WRITTEN REQUEST: All of the data below must be repeated exactly.

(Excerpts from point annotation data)

──────────

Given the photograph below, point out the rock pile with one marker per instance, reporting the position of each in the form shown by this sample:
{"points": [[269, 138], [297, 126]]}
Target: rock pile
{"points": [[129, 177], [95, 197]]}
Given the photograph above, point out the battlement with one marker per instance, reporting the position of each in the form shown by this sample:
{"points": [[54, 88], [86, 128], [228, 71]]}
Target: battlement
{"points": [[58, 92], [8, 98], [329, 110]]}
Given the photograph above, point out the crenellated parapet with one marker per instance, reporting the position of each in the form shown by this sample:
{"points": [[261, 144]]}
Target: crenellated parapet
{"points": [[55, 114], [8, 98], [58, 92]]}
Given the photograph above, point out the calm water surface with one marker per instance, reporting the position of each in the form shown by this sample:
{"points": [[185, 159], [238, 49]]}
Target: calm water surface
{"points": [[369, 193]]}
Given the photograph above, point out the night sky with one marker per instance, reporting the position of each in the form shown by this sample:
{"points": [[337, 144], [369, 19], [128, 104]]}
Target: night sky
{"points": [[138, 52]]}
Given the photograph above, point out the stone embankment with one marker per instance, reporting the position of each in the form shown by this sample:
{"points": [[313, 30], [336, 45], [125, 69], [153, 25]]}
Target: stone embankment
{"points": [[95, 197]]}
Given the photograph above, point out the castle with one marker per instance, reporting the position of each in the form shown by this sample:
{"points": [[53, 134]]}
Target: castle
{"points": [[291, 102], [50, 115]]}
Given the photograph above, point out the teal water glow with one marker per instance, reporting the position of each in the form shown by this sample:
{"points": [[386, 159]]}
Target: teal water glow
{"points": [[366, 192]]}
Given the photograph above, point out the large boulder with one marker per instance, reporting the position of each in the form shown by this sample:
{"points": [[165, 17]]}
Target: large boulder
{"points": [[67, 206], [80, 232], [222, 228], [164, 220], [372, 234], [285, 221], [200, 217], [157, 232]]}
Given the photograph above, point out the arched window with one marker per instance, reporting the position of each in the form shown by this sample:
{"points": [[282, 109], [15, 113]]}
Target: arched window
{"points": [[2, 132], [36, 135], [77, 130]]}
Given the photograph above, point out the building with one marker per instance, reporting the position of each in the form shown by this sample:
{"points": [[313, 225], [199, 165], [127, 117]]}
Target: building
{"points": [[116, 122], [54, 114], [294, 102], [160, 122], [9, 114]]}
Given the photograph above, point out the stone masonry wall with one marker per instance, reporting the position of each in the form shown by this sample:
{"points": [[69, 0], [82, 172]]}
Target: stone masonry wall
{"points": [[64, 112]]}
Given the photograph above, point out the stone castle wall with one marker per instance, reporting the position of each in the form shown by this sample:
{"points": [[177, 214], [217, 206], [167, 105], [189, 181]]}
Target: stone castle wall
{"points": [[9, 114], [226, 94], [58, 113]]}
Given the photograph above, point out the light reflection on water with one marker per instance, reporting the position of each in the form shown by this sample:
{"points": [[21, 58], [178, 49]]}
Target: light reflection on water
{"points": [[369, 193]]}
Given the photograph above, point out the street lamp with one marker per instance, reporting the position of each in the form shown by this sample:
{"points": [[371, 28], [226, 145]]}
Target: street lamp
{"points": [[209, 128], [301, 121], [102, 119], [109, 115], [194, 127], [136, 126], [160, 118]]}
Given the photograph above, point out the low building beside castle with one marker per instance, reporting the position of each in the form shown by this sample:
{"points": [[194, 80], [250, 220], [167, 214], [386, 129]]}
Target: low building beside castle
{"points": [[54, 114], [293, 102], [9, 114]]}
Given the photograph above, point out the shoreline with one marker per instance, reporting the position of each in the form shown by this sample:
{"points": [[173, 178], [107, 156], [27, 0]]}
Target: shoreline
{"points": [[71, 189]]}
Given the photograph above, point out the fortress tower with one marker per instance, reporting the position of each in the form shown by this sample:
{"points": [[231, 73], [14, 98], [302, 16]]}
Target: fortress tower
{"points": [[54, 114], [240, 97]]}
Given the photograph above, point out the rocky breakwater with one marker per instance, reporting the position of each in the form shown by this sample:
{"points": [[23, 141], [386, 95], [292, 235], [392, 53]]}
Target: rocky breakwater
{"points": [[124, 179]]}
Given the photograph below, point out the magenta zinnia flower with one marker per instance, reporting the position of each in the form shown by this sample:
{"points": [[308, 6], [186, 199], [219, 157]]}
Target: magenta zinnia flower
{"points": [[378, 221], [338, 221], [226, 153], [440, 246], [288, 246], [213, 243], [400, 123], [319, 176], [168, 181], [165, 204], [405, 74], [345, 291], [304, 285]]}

──────────

EXERCISE ANSWER:
Given the photograph below, point out the rock pile with one marker per instance, reporting the position of each in the form shown by this sample:
{"points": [[269, 138], [297, 126]]}
Target: rock pile
{"points": [[129, 177], [95, 197]]}
Given the photograph above, point out the battlement with one marker per instance, reporting the position of each in the form shown by this sample:
{"points": [[54, 88], [86, 128], [228, 71]]}
Target: battlement
{"points": [[58, 92], [8, 98], [329, 110]]}
Given the photograph above, point out the crenellated parapet with one marker per instance, reporting the position of each in the form shown by this sample:
{"points": [[261, 144]]}
Target: crenellated parapet
{"points": [[55, 114], [8, 98], [58, 92]]}
Given the photograph above, point out the calm water surface with one marker per instance, reporting the position of each in the form shown by this sample:
{"points": [[185, 159], [238, 49]]}
Target: calm water surface
{"points": [[369, 193]]}
Given the photograph above, point out the night sky with one marker per instance, reporting the position of each in the form shown by this sample:
{"points": [[337, 144], [369, 19], [128, 104]]}
Target: night sky
{"points": [[138, 52]]}
Given the photograph above, point out the stone embankment with one marker per instance, reporting the position of each in the form shown by this sample:
{"points": [[313, 30], [336, 45], [125, 69], [153, 25]]}
Target: stone embankment
{"points": [[95, 197]]}
Given the photograph above, point out the castle with one marker per instance, reporting the position of each in the form shown by this sample:
{"points": [[53, 134]]}
Target: castle
{"points": [[291, 102], [50, 115]]}
Given the photograph above, point out the teal water glow with one marker per instance, reporting the position of each in the form shown by this sample:
{"points": [[386, 159]]}
Target: teal water glow
{"points": [[366, 192]]}
Given the photograph above, point out the large boulder with one marker per instance, reporting the position of each in the form shown by this sample:
{"points": [[165, 17]]}
Target: large boulder
{"points": [[67, 206], [80, 232], [222, 228], [164, 220], [372, 234], [285, 221], [200, 217], [157, 232]]}
Given the photograph above, point out the arched window with one marker per instance, reporting the position of each in the form shown by this sample:
{"points": [[282, 109], [15, 113]]}
Target: arched window
{"points": [[2, 132], [36, 135], [77, 130]]}
Given the photograph above, point out the building with one marker per instance, reporting the position of each in the form shown by this sample:
{"points": [[313, 225], [199, 165], [127, 117]]}
Target: building
{"points": [[116, 122], [54, 114], [294, 102], [160, 122], [9, 114]]}
Given the photograph above, point out the stone masonry wall with one marker per instance, reporting the position of each in the form shown by this sample:
{"points": [[69, 0], [82, 172]]}
Target: stone masonry wall
{"points": [[64, 112]]}
Given the photograph above, point out the stone castle wall with one marker per instance, reporting the position of each in the form shown by this sample:
{"points": [[177, 214], [217, 206], [167, 105], [189, 181]]}
Target: stone castle wall
{"points": [[9, 114], [226, 94], [58, 113]]}
Given the photograph above, point out the light reflection on water with one marker per instance, reporting the position of each in the form shown by this sample:
{"points": [[21, 58], [178, 49]]}
Target: light reflection on water
{"points": [[369, 193]]}
Given the photograph above, point out the street lamp with one marker per instance, reporting the position of each in the form shown by this sample:
{"points": [[371, 28], [226, 145]]}
Target: street lamp
{"points": [[209, 128], [301, 121], [102, 119], [109, 115], [194, 127], [136, 126], [160, 118]]}
Given the photograph above, point out the low building beside castle with one marker per instance, reporting the position of each in the form shown by this sample:
{"points": [[194, 80], [250, 220], [167, 214], [386, 129]]}
Target: low building beside castle
{"points": [[54, 114], [293, 102], [9, 114]]}
Given the photograph above, point out the shoreline with one marker per instance, reporting the position of each in the form shown by this sample:
{"points": [[173, 178], [107, 156], [27, 0]]}
Target: shoreline
{"points": [[71, 189]]}
Given the photograph above, point out the fortress tower with one marker per instance, reporting the position of each in the form shown by this sample:
{"points": [[231, 73], [14, 98], [302, 16]]}
Target: fortress tower
{"points": [[54, 114], [240, 97]]}
Given the photograph above, point out the rocky breakwater with one marker per instance, reporting the position of each in the form shown by this sample:
{"points": [[23, 141], [386, 95], [292, 235], [392, 53]]}
Target: rocky breakwater
{"points": [[124, 179]]}
Given the photograph below, point out the magenta zinnia flower with one marker per instance, reporting the position of each in the form shown by this sample:
{"points": [[308, 6], [186, 199], [219, 157]]}
Target: magenta zinnia flower
{"points": [[378, 221], [338, 221], [226, 153], [440, 246], [288, 246], [213, 243], [400, 123], [319, 176], [168, 181], [165, 204], [405, 74], [345, 291], [304, 285]]}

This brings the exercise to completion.